> _The task_:
Look below for the line containing "Target: bare leg"; from there through the line containing "Target: chocolate bar", both lines included, please set down each line exactly and nothing else.

■ ■ ■ ■

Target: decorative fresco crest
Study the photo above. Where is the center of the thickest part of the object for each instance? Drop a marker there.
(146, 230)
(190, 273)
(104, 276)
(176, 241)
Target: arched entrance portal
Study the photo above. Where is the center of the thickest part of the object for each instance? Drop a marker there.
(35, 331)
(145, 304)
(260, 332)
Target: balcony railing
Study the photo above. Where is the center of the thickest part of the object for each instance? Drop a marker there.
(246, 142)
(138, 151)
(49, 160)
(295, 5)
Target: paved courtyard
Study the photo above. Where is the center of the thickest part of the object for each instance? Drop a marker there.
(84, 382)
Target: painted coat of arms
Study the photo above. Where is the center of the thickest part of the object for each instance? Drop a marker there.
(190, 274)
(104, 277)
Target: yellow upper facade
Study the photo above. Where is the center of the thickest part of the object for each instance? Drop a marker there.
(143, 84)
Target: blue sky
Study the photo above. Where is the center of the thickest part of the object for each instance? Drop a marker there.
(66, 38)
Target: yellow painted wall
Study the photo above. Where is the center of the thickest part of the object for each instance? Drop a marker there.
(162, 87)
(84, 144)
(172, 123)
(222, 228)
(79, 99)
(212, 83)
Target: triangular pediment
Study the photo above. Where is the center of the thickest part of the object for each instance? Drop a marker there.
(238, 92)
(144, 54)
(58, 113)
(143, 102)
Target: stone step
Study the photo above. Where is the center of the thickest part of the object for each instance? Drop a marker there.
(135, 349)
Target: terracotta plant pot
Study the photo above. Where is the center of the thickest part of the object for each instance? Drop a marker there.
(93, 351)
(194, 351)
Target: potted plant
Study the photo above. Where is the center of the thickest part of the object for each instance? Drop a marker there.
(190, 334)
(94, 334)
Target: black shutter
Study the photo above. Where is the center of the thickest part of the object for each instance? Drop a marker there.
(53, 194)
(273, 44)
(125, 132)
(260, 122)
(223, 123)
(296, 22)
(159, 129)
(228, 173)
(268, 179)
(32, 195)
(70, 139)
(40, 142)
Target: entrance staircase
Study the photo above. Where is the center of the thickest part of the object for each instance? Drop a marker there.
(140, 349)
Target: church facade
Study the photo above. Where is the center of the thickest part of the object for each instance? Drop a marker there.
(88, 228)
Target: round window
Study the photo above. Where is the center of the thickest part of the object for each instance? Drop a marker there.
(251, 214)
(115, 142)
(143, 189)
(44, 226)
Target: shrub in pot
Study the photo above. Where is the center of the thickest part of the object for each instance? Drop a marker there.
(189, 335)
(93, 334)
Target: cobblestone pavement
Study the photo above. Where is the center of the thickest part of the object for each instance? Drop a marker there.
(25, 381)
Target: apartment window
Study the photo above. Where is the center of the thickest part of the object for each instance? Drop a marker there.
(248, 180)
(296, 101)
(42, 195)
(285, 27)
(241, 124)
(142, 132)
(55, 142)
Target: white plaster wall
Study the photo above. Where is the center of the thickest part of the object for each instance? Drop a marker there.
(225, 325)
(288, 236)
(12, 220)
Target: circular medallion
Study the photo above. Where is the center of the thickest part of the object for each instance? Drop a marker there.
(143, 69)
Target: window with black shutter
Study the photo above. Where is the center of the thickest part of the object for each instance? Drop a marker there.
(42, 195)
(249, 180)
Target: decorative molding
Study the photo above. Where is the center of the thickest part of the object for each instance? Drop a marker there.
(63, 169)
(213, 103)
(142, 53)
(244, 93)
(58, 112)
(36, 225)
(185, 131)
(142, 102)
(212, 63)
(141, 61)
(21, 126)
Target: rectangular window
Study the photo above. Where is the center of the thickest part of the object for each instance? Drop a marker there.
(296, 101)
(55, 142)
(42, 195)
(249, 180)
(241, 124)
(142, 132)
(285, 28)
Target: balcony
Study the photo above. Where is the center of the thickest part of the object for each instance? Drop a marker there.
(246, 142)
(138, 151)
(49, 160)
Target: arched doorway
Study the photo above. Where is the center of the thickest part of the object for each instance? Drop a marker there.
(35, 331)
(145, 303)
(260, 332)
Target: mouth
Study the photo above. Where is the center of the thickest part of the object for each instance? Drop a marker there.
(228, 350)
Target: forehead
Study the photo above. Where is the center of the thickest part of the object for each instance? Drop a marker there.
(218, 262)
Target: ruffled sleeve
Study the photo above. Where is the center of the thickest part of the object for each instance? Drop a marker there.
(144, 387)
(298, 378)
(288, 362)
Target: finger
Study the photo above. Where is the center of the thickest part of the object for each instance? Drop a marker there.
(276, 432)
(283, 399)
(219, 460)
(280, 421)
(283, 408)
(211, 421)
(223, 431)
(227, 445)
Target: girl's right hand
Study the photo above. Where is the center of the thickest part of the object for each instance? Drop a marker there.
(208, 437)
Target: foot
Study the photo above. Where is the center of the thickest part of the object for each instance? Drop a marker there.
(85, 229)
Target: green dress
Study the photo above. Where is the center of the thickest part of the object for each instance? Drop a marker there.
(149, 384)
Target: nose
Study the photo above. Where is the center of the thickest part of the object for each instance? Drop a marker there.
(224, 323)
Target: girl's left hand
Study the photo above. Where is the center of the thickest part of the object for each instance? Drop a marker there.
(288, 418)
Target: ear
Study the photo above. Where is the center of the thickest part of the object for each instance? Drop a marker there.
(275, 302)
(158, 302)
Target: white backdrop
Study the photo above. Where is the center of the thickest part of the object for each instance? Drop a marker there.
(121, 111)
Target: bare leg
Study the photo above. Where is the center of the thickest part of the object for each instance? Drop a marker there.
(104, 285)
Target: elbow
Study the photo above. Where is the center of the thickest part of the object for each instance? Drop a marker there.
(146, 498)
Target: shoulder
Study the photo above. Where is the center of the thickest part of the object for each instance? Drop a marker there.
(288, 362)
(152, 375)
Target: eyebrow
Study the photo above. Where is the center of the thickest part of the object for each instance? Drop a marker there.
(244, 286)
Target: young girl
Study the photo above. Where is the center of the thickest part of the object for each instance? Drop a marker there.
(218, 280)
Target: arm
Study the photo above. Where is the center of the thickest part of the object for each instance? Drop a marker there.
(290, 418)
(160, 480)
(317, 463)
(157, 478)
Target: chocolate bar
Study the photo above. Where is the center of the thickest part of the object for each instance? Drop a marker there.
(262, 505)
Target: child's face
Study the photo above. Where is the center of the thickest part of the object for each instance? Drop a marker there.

■ ■ ■ ■

> _Exercise response_:
Target: bare leg
Study the photo above. Where is the center of the thickest part of the object for each instance? Drop a marker there.
(104, 285)
Target: elbow
Study the photo above. Where is the center of the thickest part of the object for each instance? Drop a marker there.
(146, 498)
Target: shoulder
Study the photo above. Where is the center of the thickest part of the object for each instance? Drop a marker there.
(288, 362)
(152, 375)
Target: eyebrow
Study the photo above. Where is the center of the thickest part of the object for each instance? Drop a marker there.
(244, 286)
Target: young girl
Study the photo above. Where is the center of the thickest part of the object for each instance? Drop a marker there.
(218, 280)
Target: arm
Study the photo above. Where is the center of the thickest part of the object for each instance? Drop a marker there.
(290, 418)
(160, 480)
(317, 463)
(157, 478)
Target: chocolate bar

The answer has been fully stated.